▸ OBJECTIVE:
According to the test_files project description, what character should filenames use in place of spaces?

▸ TEXT EXTRACT:
_____

The idea of test_files is to collect different types of files that you some times need for testing. One file per type, different types of images, text, uncompressable data, encrypted file, zip, encrypted zip and so on.. To help us geeks to find the test files we suddenly just needs for some project of ours.
This test_files
project is more about file-types than anything else. I'l try to keep a list of other projects related to test-material here..
- https://github.com/dariusk/corpora - Lots of json formated datasets for testing.
There is going to be a lot of loose files in here, so the overall base structure is this. Note that there can be text files in both ./txt and ./encryped.
Folders inside a directory starting with an _, is metadata for generation of the files. Example, archive_compressed/_sourcefiles/* is the files used in making all the files in the archive_compressed folder. The same with _script folder, might contain scripts used to generate files in the current folder.
-
/archive_compressed
- ./archive - uncompressed zip, .tar, .iso..
- ./compressed - zip, rar, tgz, arj....
-
/binary
- ./executable - .exe, linux elf files
- ./noise - files with all kind of noise data and control characters. Useful for testing input filters..
-
/code
- ./99_bottles - 99 bottles of beer on the wall scripts in different languages. Including script languages.
-
/crypto
- ./certificate - root ca's, self signed, certificate requests and so on.
- ./encrypted - pgp encrypted, xor'ed text files and so on..
-
/data
- ./csv - Different types of csv formated data
- ./json
- ./yaml
- ./xml
-
/image
- ./color - Images in different colors.
- ./object - a few images of different type of items/objects. Not many, but might be used for image recognition
- ./resolution - Images in different resolutions. This images will have markers.
- ./type - jpg, gifs, pngs, and other types of images..
-
/size
- . - Files with different sizes. Not too big, but small 0 size files, 1MiB file and a couple more.
-
/sound
- ./length
- ./tone
- ./type
-
/text
- ./doc - odf files of different kinds, .doc, .docx...
- ./read - pdf and different kind of book formats.
- ./txt - Files with long lines, lorem ipsum, utf-8, different formats and encodings.
As much as possible, the filenames should follow this patterns.
-
_ instead of spaces.
-
ASCII only.
-
Contains a descriptive text about what kind of test file it is.
-
Example of good filenames
- /image/resolution/800x600.png
- /crypto/encrypted/xor_p4ssw0rd_lorem.txt
- /code/99_bottles/python_26.py
- /text/txt/lorem_800.txt
- /image/object/human_face.png
- /image/object/grapes.png
- /size/1MiB

_____

▸ Source records:
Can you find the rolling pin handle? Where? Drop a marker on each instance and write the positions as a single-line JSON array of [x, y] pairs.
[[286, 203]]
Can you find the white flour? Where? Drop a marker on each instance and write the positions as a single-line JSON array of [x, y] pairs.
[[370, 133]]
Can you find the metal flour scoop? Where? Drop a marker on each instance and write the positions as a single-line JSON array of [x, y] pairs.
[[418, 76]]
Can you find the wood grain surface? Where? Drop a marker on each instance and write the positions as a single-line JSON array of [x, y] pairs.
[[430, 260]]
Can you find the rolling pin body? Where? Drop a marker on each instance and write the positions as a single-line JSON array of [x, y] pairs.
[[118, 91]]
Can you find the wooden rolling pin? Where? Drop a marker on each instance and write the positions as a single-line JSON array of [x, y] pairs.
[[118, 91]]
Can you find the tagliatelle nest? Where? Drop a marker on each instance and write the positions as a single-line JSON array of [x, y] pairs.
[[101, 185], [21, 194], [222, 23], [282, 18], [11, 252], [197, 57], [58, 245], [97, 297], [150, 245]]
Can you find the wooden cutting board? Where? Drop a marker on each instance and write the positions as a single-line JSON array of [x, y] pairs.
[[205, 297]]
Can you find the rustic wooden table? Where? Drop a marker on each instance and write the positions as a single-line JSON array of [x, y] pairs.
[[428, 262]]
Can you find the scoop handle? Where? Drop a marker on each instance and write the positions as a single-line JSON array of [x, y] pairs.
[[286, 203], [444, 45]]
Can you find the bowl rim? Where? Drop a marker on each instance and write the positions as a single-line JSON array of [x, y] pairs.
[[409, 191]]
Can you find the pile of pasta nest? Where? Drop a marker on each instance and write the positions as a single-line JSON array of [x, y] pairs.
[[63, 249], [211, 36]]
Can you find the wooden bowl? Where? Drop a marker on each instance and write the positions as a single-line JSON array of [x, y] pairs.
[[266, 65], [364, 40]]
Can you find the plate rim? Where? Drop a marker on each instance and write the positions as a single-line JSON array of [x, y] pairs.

_____

▸ WRITTEN SOLUTION:
An underscore (_).